Goal of the exercise: Go through the listing and write out all of it exactly.

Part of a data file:
+===+

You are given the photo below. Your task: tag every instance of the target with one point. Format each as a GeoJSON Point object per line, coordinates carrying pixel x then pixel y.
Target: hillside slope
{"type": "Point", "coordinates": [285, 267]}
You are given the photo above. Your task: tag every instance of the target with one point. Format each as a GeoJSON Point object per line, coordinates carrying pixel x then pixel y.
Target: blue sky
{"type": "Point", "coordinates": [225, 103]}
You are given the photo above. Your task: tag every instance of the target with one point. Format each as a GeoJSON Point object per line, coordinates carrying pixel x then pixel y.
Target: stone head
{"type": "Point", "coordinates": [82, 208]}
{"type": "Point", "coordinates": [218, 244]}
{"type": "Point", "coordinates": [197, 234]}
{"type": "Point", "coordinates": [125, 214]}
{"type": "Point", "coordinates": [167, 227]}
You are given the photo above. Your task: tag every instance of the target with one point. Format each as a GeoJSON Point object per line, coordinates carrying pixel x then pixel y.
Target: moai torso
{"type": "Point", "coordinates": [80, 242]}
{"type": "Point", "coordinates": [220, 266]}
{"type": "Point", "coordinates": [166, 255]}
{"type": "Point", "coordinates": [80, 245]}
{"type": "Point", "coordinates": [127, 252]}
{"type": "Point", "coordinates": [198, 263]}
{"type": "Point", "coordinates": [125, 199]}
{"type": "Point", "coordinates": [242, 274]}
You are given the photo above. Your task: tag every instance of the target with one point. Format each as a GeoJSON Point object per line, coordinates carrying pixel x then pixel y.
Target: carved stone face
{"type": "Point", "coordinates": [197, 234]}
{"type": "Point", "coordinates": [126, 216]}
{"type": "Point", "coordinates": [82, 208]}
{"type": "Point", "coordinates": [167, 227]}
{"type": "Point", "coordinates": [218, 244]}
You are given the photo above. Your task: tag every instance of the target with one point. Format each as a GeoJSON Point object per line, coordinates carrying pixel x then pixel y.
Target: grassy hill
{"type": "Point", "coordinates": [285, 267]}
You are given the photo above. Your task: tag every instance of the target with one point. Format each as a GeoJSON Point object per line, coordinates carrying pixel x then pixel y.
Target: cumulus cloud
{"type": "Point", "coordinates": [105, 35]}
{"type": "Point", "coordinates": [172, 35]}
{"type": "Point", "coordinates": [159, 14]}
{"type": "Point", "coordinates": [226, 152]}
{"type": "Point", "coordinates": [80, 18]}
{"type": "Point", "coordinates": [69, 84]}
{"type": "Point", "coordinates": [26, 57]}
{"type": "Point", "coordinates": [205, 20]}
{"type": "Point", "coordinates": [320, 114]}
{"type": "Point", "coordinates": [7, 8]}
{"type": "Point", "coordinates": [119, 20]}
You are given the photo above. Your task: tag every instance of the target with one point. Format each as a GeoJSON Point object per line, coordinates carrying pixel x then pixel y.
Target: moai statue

+===+

Solved problem:
You are given the photo below. Your task: tag every instance of the target with one point. Format each as a GeoJSON Point object per line, coordinates carrying pixel x then pixel y.
Target: hillside slope
{"type": "Point", "coordinates": [285, 267]}
You are given the photo above. Your task: tag every instance of the target with one point. Format each as a GeoJSON Point object per line, coordinates carrying pixel x then pixel y.
Target: blue sky
{"type": "Point", "coordinates": [225, 103]}
You are given the photo above. Your task: tag every instance of the target with one point. Format each as a GeoJSON Point object per line, coordinates carrying pixel x then pixel y.
Target: stone head
{"type": "Point", "coordinates": [82, 208]}
{"type": "Point", "coordinates": [218, 244]}
{"type": "Point", "coordinates": [197, 234]}
{"type": "Point", "coordinates": [125, 214]}
{"type": "Point", "coordinates": [167, 227]}
You are given the photo above. Your task: tag every instance of the target with one point. Format each as a GeoJSON Point object per line, coordinates carrying pixel x then pixel y.
Target: moai torso
{"type": "Point", "coordinates": [80, 242]}
{"type": "Point", "coordinates": [220, 266]}
{"type": "Point", "coordinates": [166, 255]}
{"type": "Point", "coordinates": [80, 245]}
{"type": "Point", "coordinates": [127, 252]}
{"type": "Point", "coordinates": [198, 263]}
{"type": "Point", "coordinates": [125, 199]}
{"type": "Point", "coordinates": [242, 274]}
You are given the photo above. Your task: tag every instance of the target with one point. Format each as a GeoJSON Point object per line, coordinates carrying pixel x then pixel y.
Target: carved stone face
{"type": "Point", "coordinates": [197, 234]}
{"type": "Point", "coordinates": [126, 216]}
{"type": "Point", "coordinates": [82, 208]}
{"type": "Point", "coordinates": [167, 227]}
{"type": "Point", "coordinates": [218, 244]}
You are given the photo above. Your task: tag every instance of the target with one point. Format each as a GeoJSON Point object per line, coordinates carrying pixel x then pixel y.
Target: grassy hill
{"type": "Point", "coordinates": [285, 267]}
You are given the photo above. Your task: tag every instance of the target with one point. Format each as a GeoJSON Point object per line, coordinates carrying pixel x then pixel y.
Target: cumulus cloud
{"type": "Point", "coordinates": [105, 35]}
{"type": "Point", "coordinates": [172, 35]}
{"type": "Point", "coordinates": [159, 14]}
{"type": "Point", "coordinates": [226, 152]}
{"type": "Point", "coordinates": [80, 18]}
{"type": "Point", "coordinates": [69, 84]}
{"type": "Point", "coordinates": [26, 57]}
{"type": "Point", "coordinates": [205, 20]}
{"type": "Point", "coordinates": [320, 114]}
{"type": "Point", "coordinates": [7, 8]}
{"type": "Point", "coordinates": [119, 20]}
You are given the photo above. Your task: tag every instance of the target with one point. Format each as a GeoJSON Point object per line, coordinates carrying pixel x then pixel y.
Target: moai statue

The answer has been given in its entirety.